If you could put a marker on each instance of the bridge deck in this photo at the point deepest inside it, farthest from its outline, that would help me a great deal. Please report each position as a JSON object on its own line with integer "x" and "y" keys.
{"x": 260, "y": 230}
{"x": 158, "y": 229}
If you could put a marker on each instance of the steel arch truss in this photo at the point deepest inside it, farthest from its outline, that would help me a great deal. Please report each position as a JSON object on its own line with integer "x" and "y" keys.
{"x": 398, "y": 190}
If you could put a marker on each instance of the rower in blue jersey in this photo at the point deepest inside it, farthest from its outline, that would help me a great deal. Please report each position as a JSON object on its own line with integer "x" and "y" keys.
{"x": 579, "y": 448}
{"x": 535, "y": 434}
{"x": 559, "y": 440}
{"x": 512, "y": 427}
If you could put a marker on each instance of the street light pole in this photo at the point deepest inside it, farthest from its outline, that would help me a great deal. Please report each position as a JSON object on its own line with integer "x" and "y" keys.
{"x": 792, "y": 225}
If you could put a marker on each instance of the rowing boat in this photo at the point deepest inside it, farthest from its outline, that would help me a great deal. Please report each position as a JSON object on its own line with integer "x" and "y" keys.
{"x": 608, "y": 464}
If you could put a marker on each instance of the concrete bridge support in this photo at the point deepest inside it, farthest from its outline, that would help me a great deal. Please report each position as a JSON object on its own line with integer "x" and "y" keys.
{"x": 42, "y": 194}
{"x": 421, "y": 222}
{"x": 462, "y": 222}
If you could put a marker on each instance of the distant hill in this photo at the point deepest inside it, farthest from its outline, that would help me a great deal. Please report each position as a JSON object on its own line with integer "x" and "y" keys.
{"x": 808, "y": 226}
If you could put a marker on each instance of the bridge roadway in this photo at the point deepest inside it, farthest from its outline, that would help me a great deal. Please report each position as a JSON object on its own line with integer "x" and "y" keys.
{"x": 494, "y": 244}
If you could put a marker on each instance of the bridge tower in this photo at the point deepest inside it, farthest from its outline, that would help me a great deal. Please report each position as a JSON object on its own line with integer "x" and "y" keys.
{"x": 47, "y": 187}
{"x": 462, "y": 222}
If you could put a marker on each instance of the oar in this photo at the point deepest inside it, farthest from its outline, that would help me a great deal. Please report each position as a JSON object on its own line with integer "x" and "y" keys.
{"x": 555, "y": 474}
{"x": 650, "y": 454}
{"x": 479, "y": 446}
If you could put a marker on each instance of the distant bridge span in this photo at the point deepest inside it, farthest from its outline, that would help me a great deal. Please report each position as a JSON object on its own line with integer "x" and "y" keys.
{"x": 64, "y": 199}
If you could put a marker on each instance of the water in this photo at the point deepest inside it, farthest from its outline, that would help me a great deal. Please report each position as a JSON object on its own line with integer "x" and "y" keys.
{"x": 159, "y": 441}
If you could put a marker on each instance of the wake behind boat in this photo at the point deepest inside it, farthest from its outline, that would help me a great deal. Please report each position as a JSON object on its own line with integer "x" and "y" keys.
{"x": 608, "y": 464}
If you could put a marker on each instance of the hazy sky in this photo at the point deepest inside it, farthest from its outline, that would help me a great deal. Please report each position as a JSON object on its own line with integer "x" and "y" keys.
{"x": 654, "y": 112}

■ WORK INSTRUCTION
Beginning with the line in which "of the hazy" appears, print each remaining line of the listing exactly, the last line included.

■ RESULT OF THIS EXERCISE
If you could put a marker on each instance of the hazy sky in this photo at the point deepest inside it, farthest from its outline, that would help me a great deal. Please report each position as a JSON object on its own line with integer "x" and "y" keys.
{"x": 654, "y": 112}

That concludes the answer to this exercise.